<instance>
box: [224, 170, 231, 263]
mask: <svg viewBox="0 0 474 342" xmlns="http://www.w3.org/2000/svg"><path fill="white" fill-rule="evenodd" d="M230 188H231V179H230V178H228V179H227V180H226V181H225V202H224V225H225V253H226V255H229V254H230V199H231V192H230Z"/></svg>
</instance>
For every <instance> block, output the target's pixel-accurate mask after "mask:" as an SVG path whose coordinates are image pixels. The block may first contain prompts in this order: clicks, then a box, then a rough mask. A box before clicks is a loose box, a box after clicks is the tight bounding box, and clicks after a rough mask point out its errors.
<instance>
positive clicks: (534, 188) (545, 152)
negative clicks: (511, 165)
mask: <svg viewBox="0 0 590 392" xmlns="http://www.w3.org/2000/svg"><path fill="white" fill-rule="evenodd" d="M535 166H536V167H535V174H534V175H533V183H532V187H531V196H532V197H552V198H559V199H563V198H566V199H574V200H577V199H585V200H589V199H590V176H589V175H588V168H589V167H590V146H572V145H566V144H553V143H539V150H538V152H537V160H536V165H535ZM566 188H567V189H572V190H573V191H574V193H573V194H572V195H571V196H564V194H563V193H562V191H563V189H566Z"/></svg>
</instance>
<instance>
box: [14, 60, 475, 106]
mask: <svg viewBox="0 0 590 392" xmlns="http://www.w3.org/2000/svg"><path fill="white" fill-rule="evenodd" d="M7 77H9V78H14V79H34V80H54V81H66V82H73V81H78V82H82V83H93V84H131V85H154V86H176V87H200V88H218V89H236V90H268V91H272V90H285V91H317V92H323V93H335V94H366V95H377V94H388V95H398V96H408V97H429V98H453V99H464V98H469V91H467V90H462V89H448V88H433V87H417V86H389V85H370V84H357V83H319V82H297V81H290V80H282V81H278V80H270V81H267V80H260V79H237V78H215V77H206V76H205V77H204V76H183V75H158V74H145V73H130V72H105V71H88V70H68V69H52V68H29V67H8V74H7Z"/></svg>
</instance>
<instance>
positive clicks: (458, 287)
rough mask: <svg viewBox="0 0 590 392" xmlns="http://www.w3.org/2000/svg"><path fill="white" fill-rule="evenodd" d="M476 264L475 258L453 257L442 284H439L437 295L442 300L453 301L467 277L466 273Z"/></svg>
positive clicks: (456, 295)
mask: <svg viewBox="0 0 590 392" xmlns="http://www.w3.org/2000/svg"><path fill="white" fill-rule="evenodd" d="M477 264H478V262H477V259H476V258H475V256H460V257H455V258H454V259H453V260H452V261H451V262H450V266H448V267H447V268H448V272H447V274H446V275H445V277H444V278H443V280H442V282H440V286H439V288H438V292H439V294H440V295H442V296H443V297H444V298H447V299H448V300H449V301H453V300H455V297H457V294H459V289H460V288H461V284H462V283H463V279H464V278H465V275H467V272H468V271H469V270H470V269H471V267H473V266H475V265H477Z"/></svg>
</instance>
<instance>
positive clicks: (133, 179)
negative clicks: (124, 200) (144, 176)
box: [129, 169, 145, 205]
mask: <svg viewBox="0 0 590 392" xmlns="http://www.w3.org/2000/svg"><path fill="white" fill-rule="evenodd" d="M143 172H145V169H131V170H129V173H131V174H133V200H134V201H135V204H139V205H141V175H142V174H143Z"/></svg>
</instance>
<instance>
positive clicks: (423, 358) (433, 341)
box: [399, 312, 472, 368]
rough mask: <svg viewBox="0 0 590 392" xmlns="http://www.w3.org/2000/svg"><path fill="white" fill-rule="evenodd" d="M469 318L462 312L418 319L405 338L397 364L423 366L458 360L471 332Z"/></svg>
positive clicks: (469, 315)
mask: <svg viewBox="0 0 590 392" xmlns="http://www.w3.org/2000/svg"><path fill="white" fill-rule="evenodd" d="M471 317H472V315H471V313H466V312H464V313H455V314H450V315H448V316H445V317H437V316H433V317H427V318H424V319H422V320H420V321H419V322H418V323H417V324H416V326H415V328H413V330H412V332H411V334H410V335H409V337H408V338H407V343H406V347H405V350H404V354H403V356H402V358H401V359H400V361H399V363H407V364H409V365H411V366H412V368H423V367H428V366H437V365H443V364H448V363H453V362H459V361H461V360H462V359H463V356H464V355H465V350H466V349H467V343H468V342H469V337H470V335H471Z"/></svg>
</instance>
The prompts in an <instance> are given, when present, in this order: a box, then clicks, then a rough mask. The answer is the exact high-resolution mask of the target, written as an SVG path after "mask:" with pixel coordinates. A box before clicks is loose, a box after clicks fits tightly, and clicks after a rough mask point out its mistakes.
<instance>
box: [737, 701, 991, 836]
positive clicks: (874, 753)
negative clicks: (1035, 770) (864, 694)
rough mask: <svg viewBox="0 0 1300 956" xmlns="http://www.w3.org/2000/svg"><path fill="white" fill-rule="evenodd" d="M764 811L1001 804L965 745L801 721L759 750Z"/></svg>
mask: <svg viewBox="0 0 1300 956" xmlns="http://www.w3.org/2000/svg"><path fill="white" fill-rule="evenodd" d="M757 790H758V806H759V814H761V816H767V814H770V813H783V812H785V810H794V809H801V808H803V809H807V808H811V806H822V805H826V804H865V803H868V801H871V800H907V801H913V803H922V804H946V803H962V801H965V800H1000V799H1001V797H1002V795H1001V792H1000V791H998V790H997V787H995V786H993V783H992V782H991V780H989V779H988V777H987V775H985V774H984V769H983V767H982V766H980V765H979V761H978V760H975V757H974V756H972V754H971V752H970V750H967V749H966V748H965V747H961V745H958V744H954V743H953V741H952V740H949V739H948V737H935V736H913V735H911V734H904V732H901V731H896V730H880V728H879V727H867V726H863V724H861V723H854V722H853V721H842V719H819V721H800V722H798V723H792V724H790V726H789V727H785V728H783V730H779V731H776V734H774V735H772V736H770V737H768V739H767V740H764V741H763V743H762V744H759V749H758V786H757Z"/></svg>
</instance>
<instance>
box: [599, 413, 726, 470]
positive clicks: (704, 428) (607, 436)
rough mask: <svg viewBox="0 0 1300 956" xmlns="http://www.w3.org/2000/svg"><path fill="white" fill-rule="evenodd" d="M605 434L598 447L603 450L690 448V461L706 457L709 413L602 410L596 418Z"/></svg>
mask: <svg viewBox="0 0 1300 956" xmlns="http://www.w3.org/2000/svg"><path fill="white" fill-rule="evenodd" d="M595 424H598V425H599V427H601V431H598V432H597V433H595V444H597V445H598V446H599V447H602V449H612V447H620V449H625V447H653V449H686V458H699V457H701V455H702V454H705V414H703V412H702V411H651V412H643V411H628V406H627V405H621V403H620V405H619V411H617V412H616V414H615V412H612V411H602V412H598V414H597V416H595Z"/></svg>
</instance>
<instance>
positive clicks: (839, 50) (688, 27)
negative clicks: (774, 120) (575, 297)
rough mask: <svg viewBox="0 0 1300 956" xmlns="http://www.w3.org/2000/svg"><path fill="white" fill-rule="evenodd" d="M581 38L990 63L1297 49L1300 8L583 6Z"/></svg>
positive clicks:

— EXERCISE DIRECTIONS —
Quote the listing above from its first line to the line with "positive clicks: (534, 188) (545, 152)", inclusive, and add nothing.

— YOUR SOLUTION —
<instance>
box: [224, 170, 231, 263]
mask: <svg viewBox="0 0 474 342" xmlns="http://www.w3.org/2000/svg"><path fill="white" fill-rule="evenodd" d="M230 188H231V179H230V178H228V179H227V180H226V181H225V202H224V225H225V253H226V255H229V254H230V199H231V192H230Z"/></svg>
</instance>
For every <instance> block, output the target's pixel-accurate mask after "mask:" as an SVG path whose coordinates are image pixels. The block may first contain prompts in this order: clicks, then a box, then a rough mask. A box before clicks is a loose box, a box after clicks is the tight bounding box, and clicks after a rough mask point out its errors.
<instance>
positive clicks: (534, 188) (545, 152)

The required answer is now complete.